EXERCISE REQUIREMENTS - Find every line in the rows below that contains the word "bark" and copy each one. Case counts.

(Records of labeled points)
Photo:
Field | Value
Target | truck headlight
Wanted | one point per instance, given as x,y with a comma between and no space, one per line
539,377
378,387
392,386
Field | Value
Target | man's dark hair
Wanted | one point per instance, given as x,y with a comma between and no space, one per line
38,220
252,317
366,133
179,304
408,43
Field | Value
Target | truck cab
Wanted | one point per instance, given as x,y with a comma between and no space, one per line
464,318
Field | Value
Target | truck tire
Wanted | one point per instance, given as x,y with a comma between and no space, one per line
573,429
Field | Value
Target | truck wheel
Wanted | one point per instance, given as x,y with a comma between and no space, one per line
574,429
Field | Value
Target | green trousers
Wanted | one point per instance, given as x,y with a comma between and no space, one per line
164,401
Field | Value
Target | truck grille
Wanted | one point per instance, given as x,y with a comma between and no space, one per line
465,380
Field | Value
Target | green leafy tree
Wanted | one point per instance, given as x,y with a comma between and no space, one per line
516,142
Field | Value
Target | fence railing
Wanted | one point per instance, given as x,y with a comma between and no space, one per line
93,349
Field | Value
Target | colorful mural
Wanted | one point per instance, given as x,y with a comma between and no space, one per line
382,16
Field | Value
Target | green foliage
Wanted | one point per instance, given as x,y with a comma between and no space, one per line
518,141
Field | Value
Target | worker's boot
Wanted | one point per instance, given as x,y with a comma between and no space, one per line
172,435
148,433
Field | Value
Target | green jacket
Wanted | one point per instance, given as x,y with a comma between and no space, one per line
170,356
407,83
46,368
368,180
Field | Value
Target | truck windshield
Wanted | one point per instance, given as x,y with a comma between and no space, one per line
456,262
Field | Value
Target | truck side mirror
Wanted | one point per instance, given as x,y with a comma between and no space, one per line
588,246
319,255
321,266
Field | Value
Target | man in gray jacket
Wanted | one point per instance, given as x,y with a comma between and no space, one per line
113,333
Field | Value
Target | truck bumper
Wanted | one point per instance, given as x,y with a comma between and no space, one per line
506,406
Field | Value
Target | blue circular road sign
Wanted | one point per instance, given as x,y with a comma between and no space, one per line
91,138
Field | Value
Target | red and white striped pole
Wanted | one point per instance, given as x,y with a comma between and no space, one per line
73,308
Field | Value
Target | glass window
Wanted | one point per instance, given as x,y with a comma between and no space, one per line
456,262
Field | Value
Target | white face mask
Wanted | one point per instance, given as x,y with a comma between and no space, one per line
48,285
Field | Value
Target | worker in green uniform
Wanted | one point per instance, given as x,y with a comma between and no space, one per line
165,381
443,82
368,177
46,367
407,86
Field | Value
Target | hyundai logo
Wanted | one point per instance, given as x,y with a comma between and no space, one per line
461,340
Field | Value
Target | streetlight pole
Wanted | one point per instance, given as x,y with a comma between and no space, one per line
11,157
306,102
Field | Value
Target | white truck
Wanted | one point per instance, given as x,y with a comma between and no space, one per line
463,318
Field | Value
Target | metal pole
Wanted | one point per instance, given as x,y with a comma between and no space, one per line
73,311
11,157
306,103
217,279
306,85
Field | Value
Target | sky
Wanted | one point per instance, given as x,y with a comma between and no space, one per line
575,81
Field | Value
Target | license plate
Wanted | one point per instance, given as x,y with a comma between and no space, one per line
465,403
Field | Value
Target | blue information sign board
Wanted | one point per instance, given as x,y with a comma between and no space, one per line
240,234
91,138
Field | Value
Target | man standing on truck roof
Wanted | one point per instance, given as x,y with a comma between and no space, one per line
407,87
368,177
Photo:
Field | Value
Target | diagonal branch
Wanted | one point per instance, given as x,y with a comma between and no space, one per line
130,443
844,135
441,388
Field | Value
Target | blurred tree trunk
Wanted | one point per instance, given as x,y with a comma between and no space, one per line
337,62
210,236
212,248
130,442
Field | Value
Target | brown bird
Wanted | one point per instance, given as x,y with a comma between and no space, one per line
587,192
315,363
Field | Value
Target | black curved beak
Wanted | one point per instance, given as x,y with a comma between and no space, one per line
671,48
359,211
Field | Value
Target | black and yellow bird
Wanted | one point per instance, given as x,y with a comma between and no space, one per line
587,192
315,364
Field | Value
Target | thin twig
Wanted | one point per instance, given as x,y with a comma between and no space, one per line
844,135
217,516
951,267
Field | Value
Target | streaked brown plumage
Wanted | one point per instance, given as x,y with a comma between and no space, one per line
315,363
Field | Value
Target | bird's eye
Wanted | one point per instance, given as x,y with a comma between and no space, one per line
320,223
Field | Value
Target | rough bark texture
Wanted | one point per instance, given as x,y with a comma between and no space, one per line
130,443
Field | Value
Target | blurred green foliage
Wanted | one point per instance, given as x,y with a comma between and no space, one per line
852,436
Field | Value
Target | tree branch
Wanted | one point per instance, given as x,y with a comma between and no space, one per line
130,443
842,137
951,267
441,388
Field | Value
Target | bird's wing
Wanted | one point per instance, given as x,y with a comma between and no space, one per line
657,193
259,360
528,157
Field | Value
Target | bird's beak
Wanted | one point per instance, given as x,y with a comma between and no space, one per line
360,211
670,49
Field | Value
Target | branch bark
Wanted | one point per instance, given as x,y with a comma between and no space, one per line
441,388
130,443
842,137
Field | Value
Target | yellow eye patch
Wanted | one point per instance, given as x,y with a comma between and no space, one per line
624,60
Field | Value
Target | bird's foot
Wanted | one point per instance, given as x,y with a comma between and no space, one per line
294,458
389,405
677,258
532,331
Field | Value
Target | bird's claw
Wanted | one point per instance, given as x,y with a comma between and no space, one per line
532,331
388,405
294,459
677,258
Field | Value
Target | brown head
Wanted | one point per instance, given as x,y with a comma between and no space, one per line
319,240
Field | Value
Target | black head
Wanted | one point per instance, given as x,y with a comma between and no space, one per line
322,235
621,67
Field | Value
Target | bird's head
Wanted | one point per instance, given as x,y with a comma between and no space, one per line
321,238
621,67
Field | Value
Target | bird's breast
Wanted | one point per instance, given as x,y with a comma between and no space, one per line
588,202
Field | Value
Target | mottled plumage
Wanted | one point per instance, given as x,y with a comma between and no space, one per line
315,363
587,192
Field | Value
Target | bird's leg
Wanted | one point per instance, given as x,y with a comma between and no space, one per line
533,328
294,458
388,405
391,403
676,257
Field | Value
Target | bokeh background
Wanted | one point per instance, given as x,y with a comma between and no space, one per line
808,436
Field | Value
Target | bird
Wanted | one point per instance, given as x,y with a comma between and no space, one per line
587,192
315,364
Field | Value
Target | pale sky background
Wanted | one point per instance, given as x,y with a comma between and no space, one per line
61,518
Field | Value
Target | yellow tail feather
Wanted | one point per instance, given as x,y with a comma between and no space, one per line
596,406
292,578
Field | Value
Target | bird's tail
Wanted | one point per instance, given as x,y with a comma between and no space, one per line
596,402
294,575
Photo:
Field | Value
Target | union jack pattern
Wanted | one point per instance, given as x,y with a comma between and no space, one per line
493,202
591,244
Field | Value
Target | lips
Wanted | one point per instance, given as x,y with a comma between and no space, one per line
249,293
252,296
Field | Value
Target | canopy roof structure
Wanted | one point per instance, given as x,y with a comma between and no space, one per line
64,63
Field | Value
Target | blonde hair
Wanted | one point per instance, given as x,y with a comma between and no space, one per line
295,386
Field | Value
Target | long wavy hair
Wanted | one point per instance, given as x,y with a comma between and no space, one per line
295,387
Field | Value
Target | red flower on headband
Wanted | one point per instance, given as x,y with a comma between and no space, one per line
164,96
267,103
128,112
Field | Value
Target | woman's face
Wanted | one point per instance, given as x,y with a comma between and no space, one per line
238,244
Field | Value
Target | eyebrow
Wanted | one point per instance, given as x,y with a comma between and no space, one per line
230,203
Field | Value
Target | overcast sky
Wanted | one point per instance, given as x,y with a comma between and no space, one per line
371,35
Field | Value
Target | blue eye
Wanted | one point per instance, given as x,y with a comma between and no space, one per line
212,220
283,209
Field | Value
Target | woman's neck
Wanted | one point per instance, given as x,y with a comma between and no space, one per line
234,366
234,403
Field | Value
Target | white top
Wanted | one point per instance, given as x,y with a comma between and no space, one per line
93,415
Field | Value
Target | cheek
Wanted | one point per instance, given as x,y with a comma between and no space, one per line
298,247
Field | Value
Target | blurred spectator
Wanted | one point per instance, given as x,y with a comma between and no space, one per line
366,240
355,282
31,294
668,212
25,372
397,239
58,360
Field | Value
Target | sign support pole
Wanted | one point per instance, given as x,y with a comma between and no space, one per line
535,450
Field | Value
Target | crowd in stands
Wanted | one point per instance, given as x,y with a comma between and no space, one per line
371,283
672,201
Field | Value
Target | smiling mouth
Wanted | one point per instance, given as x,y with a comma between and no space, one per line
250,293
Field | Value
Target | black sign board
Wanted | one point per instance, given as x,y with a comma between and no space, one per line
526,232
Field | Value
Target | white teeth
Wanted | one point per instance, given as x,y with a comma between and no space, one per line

TASK OUTPUT -
Target | rough bark texture
Target | branch bark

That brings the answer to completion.